____ GIVEN TEXT
The Armistice: A Global Experience 100 Years On

06 November 2018

Empire and Globalism | History | War and Conflict

This Sunday will mark 100 years since the signing of the Armistice that ended the First World War, and acts of remembrance are planned across the world for communities to reflect on the sacrifices made by those who came before.

Documents in our forthcoming resource, The First World War: A Global Conflict, offer some real gems for those interested in how the Armistice was experienced globally in 1918. Here I have selected three items, created by people based in Japan, France and Constantinople.

Allied Victory Celebration at Yokohama is a particularly engaging item. A photo album from the Imperial War Museums collections, it documents Allied victory celebrations in Yokohama, Japan. The Photographs, dated November 1918, include national floats for Australia, Belgium, Britain, Czechoslovakia, France, India, Italy, Japan, Portugal, Russia, Serbia and the USA.

An article from the Tokyo Times on the day of the parade declared “Today the citizens of the capital of Japan rejoice with the Allies, of whom Japan has been so important a member, and celebrate the triumph of their common cause.
________
____ RAW RECORDS
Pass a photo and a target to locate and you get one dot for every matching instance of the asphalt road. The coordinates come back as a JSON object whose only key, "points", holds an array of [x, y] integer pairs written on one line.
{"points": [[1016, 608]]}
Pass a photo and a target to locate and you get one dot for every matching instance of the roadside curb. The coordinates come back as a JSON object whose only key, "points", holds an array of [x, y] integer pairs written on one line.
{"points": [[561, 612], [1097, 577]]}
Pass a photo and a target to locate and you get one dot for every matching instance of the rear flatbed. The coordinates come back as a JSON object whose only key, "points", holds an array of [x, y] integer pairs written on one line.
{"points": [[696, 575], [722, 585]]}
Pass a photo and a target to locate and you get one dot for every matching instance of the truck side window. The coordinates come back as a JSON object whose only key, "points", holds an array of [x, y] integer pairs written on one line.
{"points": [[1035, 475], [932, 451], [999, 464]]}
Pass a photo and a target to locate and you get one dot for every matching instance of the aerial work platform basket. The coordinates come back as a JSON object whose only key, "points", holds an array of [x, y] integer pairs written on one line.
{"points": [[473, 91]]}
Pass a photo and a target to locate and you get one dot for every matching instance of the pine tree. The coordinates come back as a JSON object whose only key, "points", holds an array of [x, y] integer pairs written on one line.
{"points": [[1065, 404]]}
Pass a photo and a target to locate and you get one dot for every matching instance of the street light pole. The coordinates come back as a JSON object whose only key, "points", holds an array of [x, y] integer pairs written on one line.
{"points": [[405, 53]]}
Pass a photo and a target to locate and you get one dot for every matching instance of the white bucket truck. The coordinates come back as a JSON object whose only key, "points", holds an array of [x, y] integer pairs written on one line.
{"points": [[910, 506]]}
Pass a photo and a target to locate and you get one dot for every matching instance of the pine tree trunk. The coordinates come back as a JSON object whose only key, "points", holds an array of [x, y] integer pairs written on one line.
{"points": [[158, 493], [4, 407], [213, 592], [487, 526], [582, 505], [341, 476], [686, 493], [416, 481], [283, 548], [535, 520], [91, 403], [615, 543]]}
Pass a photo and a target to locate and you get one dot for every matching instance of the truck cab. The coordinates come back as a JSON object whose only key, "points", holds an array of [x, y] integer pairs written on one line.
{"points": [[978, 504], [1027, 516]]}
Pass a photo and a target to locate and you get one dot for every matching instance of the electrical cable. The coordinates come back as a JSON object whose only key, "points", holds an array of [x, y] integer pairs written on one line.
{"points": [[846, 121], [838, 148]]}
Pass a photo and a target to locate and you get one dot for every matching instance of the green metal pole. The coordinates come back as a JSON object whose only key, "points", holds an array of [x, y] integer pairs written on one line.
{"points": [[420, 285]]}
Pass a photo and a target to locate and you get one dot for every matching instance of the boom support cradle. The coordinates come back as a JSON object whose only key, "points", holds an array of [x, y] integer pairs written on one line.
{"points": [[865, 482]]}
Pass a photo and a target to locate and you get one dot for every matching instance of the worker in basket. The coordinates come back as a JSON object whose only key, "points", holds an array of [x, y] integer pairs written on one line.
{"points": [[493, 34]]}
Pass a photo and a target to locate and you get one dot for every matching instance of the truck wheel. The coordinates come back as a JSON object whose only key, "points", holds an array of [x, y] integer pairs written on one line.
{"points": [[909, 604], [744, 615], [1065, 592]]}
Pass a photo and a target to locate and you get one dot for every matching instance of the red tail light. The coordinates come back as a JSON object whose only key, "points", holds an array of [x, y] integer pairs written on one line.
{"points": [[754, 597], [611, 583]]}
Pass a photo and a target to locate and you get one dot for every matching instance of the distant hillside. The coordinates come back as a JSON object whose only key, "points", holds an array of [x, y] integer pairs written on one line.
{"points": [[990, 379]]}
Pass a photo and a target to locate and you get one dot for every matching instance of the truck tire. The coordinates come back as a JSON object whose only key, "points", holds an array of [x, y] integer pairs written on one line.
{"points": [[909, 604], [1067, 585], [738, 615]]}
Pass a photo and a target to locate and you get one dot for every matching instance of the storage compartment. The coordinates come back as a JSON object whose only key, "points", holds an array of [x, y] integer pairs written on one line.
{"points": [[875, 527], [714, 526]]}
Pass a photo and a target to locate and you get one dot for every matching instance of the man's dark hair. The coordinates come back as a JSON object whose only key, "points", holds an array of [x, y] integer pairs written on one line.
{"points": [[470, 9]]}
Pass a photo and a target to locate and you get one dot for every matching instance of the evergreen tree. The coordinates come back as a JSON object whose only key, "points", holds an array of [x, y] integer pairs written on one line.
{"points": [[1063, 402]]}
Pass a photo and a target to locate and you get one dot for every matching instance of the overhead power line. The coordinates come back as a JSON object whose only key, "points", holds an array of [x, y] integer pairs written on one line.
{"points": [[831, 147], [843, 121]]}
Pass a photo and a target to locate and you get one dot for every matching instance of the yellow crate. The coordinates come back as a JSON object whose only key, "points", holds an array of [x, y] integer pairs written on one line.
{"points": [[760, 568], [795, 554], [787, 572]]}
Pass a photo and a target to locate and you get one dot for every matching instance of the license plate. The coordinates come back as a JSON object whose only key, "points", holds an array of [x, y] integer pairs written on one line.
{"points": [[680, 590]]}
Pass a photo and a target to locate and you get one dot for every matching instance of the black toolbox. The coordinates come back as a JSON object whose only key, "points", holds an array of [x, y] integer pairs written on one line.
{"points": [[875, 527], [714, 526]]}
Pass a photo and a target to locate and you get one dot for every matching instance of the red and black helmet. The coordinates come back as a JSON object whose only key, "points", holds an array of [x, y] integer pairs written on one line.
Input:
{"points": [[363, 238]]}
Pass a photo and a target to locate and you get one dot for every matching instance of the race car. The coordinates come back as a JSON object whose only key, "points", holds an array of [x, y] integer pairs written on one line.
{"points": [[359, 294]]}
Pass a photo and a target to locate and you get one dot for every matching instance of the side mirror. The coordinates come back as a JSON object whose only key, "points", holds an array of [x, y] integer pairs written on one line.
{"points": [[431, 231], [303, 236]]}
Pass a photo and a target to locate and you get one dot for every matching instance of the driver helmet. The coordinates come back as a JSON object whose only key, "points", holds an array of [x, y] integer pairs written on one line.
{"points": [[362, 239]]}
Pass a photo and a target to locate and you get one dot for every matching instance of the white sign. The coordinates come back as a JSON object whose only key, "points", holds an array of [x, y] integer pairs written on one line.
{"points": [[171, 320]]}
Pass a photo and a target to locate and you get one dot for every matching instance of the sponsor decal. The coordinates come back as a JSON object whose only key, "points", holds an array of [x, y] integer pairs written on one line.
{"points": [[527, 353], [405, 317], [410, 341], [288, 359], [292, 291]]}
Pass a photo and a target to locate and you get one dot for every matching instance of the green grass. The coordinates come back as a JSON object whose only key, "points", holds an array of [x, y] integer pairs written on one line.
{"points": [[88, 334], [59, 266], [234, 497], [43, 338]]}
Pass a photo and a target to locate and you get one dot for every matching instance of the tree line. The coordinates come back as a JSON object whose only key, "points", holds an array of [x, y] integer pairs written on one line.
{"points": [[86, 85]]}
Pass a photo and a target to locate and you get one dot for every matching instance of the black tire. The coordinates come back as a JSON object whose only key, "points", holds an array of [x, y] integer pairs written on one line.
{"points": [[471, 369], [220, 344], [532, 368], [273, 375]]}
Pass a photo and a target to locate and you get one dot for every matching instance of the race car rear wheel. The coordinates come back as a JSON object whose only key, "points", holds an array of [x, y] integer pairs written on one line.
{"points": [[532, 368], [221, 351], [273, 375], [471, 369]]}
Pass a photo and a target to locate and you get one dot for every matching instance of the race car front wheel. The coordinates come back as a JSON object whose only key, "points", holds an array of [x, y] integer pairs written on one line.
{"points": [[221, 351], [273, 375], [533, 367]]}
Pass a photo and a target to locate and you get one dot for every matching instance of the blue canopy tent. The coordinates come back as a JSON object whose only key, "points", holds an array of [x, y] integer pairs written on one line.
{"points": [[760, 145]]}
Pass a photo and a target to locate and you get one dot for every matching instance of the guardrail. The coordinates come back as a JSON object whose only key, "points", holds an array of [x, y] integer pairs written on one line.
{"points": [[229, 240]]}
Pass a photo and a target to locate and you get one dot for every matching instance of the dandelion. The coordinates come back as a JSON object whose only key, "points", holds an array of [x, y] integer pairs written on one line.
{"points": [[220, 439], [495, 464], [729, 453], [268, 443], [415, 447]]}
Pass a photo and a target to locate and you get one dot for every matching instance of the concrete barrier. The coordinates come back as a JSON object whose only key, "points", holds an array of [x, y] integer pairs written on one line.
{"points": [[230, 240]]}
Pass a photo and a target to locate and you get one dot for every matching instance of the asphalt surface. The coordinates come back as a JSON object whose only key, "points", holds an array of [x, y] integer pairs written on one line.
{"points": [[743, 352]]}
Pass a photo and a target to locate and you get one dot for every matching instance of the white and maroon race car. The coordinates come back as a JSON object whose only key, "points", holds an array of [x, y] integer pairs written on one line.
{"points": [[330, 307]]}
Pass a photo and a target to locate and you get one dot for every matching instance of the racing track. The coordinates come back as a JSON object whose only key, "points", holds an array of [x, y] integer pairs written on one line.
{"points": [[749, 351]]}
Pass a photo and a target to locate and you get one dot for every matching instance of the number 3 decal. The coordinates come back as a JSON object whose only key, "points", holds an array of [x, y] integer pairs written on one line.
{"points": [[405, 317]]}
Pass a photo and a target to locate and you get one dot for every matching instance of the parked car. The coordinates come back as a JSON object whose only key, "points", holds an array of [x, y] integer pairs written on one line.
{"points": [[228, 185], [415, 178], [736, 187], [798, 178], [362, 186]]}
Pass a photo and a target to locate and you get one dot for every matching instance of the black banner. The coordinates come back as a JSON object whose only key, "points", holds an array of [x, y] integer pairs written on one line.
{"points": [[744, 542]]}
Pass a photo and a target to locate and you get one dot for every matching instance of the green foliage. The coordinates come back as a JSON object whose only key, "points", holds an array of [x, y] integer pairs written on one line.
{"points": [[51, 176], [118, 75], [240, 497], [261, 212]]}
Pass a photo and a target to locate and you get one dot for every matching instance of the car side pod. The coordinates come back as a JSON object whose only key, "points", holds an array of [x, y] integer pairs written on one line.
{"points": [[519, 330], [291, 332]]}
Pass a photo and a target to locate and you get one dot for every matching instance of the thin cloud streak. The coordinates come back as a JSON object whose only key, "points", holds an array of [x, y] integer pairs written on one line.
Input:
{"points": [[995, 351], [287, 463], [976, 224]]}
________
**REQUIRED TASKS:**
(A) Print the Armistice post word for word, from "06 November 2018" through "who came before.".
(B) Answer these from the Armistice post:
(i) What date does the post carry?
(ii) Which collections does the Yokohama photo album come from?
(iii) Which newspaper ran an article on the day of the parade?
(C) Based on the Armistice post, is each statement true? Answer yes or no and quote the words that settle it.
(i) The three selected items were made by people based in Japan, France and Constantinople.
(ii) The Yokohama photographs are dated December 1918.
(iii) The forthcoming resource is called The First World War: A Global Conflict.

**ANSWERS TO THE TASKS:**
(A)
06 November 2018

Empire and Globalism | History | War and Conflict

This Sunday will mark 100 years since the signing of the Armistice that ended the First World War, and acts of remembrance are planned across the world for communities to reflect on the sacrifices made by those who came before.

(B)
(i) 06 November 2018
(ii) The Imperial War Museums collections
(iii) The Tokyo Times

(C)
(i) Yes: "created by people based in Japan, France and Constantinople"
(ii) No: "The Photographs, dated November 1918"
(iii) Yes: "our forthcoming resource, The First World War: A Global Conflict"